## Tasks to perform
1. Output the passage of the commentary on the Majorca court ruling between "Small items of" and "he was born).", inclusive, reproducing it word for word.
2. Pick up the commentary on the Majorca court ruling where it stops and carry it forward.

## Selected excerpt
——————————
Small items of news often tell us more about the zeitgeist than the greatest events of the day. The British Medical Journal for June 9 reported that a Spanish gynecologist in Majorca had been ordered by a court to pay $520,000 in child support for a child who was born after his attempt to abort it at the mother’s request failed. In addition, the gynecologist was ordered to pay the mother $190,000 to compensate her for the distress and disruption she suffered from the continued pregnancy and the birth of the child (though she is reported now to be very happy with him, and is pleased that he was born).
No doubt the failed abortion was the result of woeful medical negligence or incompetence, or both; and it is also likely that the mother was truly distressed when she discovered that she was still with child when she thought that an abortion had been successfully carried out. She had wanted to hide the fact that she was pregnant from her parents and was not able to do so; and apparently she had to give up her job because she was pregnant. But there is nevertheless still something deeply perverse about the judgement. No one to whom I have mentioned it has failed immediately to be disturbed by it.
The judge said that the birth “implied an unchangeable modification of the family structure, personal autonomy, and personal development” of the mother. This is strangely bureaucratic language to have used, langue de bois in fact, that makes of human life nothing but a curriculum vitae for a transcendental Department of Human Resources. Everything that happens is but an effect upon one’s personal development.
Future economic historians, if there are any, will be interested in the judge’s assumption, upon which he based his calculations of the amount the gynecologist should pay, that the mother would have to support the child until he was 25 years old: an understandable or realistic assumption, perhaps, in view of the fact that 50 percent of 25 year olds in Spain are now unemployed.
——————————
## Dataset extract
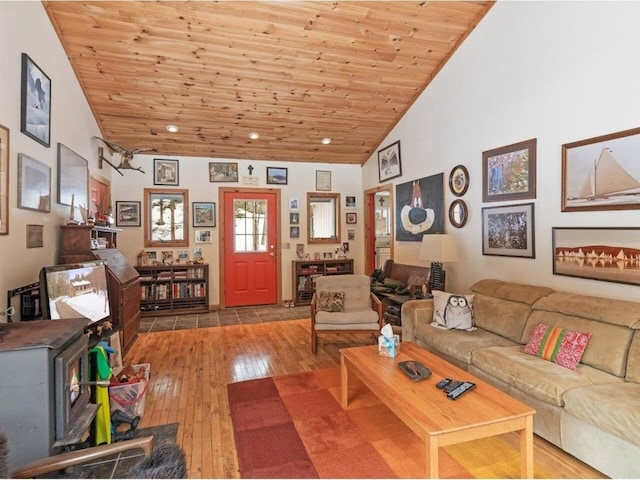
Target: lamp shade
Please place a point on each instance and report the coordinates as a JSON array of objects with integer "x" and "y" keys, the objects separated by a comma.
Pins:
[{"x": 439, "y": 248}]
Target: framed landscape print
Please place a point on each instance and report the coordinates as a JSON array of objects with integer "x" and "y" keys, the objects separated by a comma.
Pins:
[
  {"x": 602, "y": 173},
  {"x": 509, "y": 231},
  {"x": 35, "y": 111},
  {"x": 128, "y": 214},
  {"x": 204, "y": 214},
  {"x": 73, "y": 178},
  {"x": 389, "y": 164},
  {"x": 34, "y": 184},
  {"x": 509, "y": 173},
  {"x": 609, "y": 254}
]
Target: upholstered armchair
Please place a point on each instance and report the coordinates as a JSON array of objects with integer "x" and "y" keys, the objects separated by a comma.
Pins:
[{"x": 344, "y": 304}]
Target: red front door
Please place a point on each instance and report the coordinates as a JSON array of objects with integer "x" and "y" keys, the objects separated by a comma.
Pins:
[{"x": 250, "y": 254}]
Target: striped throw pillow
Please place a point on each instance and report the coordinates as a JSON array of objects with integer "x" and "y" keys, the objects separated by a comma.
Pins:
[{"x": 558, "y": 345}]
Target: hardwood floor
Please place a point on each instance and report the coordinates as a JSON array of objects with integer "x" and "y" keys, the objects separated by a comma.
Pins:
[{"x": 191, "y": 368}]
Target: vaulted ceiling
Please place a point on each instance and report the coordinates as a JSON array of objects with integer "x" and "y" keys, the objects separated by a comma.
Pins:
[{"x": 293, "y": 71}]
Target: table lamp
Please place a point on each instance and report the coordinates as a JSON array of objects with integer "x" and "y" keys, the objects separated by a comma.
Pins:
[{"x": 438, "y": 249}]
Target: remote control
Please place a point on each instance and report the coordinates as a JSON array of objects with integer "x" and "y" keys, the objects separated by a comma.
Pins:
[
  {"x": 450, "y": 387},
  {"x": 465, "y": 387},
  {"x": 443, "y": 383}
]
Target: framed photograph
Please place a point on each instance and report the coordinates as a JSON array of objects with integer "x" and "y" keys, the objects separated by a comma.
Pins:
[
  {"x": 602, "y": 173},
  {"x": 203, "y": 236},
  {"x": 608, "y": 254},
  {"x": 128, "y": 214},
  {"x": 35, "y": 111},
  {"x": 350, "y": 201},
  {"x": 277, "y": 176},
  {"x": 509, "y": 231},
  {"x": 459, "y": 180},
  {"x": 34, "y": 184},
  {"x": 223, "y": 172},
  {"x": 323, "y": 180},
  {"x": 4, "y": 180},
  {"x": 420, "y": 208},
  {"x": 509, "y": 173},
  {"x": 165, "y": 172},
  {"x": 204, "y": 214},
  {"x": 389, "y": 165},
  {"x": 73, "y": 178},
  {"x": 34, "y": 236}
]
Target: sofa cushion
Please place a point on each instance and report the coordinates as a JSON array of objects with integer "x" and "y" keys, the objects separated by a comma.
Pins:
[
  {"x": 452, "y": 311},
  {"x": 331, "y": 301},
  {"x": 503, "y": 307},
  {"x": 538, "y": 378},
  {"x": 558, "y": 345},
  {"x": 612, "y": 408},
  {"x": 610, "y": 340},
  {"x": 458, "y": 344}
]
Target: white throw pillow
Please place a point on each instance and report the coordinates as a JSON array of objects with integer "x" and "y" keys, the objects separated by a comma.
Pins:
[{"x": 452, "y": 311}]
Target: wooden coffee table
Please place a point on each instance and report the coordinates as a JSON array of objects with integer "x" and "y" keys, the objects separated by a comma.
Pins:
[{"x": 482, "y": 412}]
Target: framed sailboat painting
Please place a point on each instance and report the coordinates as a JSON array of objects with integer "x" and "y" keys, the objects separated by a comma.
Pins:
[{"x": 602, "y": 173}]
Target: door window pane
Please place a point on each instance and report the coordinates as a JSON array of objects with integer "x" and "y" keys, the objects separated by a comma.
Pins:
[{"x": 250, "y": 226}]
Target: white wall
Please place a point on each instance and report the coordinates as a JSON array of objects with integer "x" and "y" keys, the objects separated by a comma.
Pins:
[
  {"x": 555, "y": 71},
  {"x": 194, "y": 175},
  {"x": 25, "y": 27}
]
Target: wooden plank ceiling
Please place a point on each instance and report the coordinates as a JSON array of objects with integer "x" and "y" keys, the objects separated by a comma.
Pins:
——————————
## Answers given
1.
Small items of news often tell us more about the zeitgeist than the greatest events of the day. The British Medical Journal for June 9 reported that a Spanish gynecologist in Majorca had been ordered by a court to pay $520,000 in child support for a child who was born after his attempt to abort it at the mother’s request failed. In addition, the gynecologist was ordered to pay the mother $190,000 to compensate her for the distress and disruption she suffered from the continued pregnancy and the birth of the child (though she is reported now to be very happy with him, and is pleased that he was born).

2.
What is perhaps most significant about the way in which the whole affair was reported, however, was the complete absence from the equation of the father of the child. He didn’t come into it at all.
On the judge’s ruling, the failed abortionist was not only more responsible, but infinitely more responsible, for the child’s maintenance than his father, since the latter was not held to be responsible for it at all. He was, as literary theorists might put it, written out of the narrative altogether, as if the child had been born of virgin birth. Fathers do not count.
Of course, every child now has an inalienable right to be told the truth about its background. When the boy is old enough, surely he will have to be told that his comfortable upbringing is thanks to payments from the gynecologist who failed to abort him as his mother originally wished. Then, if he does not enjoy his life, he will be able to sue his mother for wrongfully having brought him into the world. After all, for every woe there must be an equal and opposite legal remedy.